#### [Provided data]
== == ==
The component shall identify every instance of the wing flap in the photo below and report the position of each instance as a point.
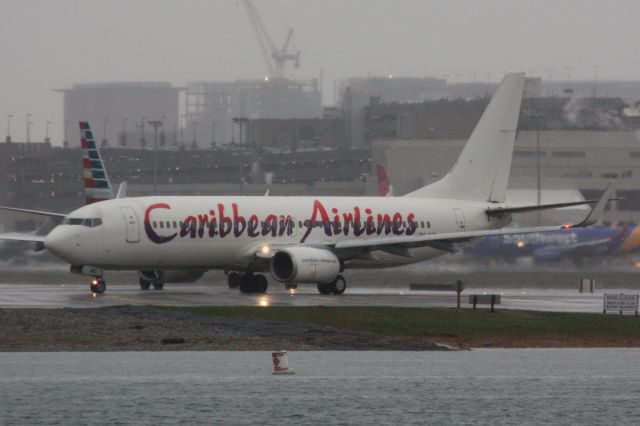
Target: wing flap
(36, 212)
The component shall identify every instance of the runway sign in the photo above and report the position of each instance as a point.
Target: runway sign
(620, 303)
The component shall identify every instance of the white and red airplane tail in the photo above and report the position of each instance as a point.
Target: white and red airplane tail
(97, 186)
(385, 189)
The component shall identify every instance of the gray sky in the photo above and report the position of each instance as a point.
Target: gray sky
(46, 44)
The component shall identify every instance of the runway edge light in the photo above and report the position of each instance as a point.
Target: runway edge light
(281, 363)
== == ==
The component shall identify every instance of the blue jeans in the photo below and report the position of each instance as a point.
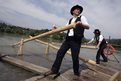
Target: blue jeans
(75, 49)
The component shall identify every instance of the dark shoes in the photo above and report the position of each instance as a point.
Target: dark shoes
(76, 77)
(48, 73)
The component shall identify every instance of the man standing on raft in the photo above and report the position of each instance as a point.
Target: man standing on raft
== == ==
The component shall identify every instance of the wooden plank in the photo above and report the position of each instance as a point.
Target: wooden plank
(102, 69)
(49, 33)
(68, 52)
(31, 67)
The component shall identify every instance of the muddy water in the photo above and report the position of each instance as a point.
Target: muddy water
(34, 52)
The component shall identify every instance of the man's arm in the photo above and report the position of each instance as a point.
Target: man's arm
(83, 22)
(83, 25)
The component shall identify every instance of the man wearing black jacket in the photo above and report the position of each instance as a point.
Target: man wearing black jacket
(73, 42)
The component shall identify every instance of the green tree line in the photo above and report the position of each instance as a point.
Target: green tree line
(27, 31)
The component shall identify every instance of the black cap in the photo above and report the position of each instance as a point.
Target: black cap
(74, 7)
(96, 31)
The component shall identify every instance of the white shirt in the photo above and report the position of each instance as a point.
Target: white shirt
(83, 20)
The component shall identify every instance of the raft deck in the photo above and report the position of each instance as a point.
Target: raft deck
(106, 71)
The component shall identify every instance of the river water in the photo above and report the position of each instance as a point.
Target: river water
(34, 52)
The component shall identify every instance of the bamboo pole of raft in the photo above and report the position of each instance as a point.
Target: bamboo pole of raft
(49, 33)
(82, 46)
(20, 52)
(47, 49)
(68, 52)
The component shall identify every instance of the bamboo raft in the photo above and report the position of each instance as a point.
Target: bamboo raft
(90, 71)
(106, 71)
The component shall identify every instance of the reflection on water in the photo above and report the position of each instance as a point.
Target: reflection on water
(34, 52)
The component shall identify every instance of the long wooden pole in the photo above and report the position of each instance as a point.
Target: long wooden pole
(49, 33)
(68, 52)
== == ==
#### [Your task]
From the material above, copy every line that has the word "below" in it.

#### [Finished exercise]
The component shall identify every instance of the wing flap in the photo below and report the position of each instance as a point.
The component shall identify every instance of the blue jeans in the photo below and report the position of each instance as a point.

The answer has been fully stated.